- [Natural language region descriptions]:
──────────────────────────────
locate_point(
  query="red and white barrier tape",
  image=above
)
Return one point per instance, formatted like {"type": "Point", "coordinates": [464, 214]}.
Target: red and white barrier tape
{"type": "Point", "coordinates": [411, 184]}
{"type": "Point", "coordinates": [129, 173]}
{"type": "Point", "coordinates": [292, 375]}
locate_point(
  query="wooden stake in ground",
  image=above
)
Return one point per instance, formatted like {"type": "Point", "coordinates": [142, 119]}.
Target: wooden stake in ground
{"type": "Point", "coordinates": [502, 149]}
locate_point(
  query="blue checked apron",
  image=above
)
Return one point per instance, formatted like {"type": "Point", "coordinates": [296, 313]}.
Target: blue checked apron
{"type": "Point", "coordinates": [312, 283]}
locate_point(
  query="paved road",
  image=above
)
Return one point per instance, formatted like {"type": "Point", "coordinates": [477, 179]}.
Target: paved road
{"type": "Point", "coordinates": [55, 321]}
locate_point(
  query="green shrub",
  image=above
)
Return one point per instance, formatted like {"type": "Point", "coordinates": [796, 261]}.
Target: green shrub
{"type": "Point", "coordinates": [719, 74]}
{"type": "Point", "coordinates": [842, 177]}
──────────────────────────────
Every record above must be printed again exactly as it stands.

locate_point(
  query="red and white barrier tape",
  image=above
)
Return one point per instance, formatted like {"type": "Point", "coordinates": [464, 214]}.
Target: red and white barrier tape
{"type": "Point", "coordinates": [411, 184]}
{"type": "Point", "coordinates": [129, 173]}
{"type": "Point", "coordinates": [292, 375]}
locate_point(
  query="wooden stake in ground",
  image=above
)
Return one point per instance, formatted like {"type": "Point", "coordinates": [142, 119]}.
Target: wooden stake in ground
{"type": "Point", "coordinates": [502, 149]}
locate_point(
  query="blue checked apron",
  image=above
)
Return one point per instance, formatted like {"type": "Point", "coordinates": [296, 313]}.
Target: blue checked apron
{"type": "Point", "coordinates": [312, 283]}
locate_point(
  query="paved road",
  image=above
)
Return one point per instance, formatted like {"type": "Point", "coordinates": [477, 179]}.
Target: paved road
{"type": "Point", "coordinates": [55, 321]}
locate_point(
  query="green shrub",
  image=above
)
Return one point per instance, formatted like {"type": "Point", "coordinates": [796, 261]}.
Target: green shrub
{"type": "Point", "coordinates": [719, 74]}
{"type": "Point", "coordinates": [842, 177]}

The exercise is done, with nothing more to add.